* _What to produce_:
Each line of the data should be given again exactly.

* _Extracted data_:
--

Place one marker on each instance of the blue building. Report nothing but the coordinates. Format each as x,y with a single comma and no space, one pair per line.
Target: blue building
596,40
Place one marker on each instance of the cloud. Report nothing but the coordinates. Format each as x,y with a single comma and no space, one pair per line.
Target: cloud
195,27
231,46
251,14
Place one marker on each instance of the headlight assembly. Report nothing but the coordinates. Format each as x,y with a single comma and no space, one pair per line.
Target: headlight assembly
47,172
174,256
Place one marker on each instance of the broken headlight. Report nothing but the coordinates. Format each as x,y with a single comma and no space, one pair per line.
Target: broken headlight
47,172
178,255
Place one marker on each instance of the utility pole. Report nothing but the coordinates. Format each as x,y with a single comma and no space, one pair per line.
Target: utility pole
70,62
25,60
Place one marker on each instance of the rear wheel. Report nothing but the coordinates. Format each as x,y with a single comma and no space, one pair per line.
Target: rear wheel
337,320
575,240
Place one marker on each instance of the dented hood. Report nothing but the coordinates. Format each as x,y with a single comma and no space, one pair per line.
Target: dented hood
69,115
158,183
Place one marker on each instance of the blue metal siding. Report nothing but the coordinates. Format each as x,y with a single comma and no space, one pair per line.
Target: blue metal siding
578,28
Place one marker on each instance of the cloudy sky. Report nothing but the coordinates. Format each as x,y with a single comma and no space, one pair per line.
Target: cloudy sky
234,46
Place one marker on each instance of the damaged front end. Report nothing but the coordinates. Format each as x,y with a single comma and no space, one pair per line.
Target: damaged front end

--

* _Exercise answer_:
Place one marker on each instance of the blue building. Report nothing but the coordinates. Format each as x,y with a single comma and no space, one pair per line.
Target: blue building
596,40
Place one marker on each instance of the cloud. Report nothing but the coordinates. Format each as x,y with a single comma and no space, one pair per line.
Target: cloud
195,27
231,46
251,14
Place one marker on each instance of the headlight assembly. Report nothing but the coordinates. Format each as x,y with a single comma and no space, one pair per line.
Target: headlight assembly
47,172
174,256
Place one marker on each instance of the broken headlight. Report nothing but the coordinates. Format each as x,y with a single comma and no space, one pair per line.
Target: broken headlight
47,172
178,255
Place one marker on each instance of the utility pole. Report nothing but the coordinates. Format each as x,y with a single comma and no space, one pair per line.
Target: utility pole
70,62
25,60
Place one marker on each instance of the rear wheel. Report nothing but the coordinates. Format each as x,y with a single comma and no space, one pair per line.
Target: rear wheel
337,320
575,240
Place one marker on each instance of the dented hood. Report nothing but the coordinates. Format each as x,y with a single comma and no space, one pair per line.
Target: dented hood
69,115
158,183
Place one marker on each instance of the blue metal siding. Report nothing but the coordinates. Format each as x,y with a single comma and no space, one pair per line.
Target: blue metal siding
578,28
Place one marker on each instance of the cloudy sky. Report nothing but the coordinates. Format each as x,y with a single comma and no space, one pair per line.
Target: cloudy sky
234,46
Place one marker on each instance of the damaged front end. Report nothing but the coordinates. Format each as x,y with a single comma and no space, one pair per line.
Target: damaged front end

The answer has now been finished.